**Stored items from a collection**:
· · · · · · ·

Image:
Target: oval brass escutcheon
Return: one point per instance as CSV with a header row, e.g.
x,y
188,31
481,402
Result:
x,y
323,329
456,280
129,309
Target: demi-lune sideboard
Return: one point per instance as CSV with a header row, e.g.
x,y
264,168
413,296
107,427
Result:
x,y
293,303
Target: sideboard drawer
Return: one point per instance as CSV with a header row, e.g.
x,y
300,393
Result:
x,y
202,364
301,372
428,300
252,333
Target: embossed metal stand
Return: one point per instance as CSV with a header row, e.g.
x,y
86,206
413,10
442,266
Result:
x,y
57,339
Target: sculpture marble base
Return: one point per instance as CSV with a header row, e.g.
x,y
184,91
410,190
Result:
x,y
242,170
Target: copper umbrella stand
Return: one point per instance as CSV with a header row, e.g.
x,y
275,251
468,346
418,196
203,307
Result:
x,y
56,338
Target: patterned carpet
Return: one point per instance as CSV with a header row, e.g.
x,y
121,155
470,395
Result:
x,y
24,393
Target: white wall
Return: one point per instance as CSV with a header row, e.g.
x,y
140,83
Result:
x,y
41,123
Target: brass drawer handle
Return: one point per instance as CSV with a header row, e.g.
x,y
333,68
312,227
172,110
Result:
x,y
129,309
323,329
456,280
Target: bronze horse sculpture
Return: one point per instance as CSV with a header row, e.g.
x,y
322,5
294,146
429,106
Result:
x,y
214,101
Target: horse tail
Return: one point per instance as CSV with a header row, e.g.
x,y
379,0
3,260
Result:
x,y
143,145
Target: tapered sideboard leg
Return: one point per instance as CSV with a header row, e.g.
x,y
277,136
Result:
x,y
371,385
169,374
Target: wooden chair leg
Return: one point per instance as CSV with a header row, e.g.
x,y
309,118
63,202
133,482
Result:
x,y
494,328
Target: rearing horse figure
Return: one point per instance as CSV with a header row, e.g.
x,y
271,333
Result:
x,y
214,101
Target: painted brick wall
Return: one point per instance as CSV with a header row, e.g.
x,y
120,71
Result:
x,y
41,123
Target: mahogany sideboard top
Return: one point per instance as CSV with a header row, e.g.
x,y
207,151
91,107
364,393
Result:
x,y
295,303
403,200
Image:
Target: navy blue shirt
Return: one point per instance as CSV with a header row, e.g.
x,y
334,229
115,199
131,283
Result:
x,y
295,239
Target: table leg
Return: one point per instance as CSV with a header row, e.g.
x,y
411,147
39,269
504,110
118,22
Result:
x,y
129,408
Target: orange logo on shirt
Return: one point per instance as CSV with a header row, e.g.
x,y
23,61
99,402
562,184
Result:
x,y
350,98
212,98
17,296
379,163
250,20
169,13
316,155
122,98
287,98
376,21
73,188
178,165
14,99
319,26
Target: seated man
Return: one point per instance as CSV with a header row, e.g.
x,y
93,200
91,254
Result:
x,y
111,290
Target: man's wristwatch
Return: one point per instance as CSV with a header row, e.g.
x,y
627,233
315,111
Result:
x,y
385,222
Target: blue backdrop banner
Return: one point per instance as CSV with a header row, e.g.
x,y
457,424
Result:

· · · · · · ·

**WORK REQUIRED**:
Each line of the records that contains the string "drawer" must be copied.

**ANSWER BOX**:
Target: sideboard drawer
Target: brass drawer handle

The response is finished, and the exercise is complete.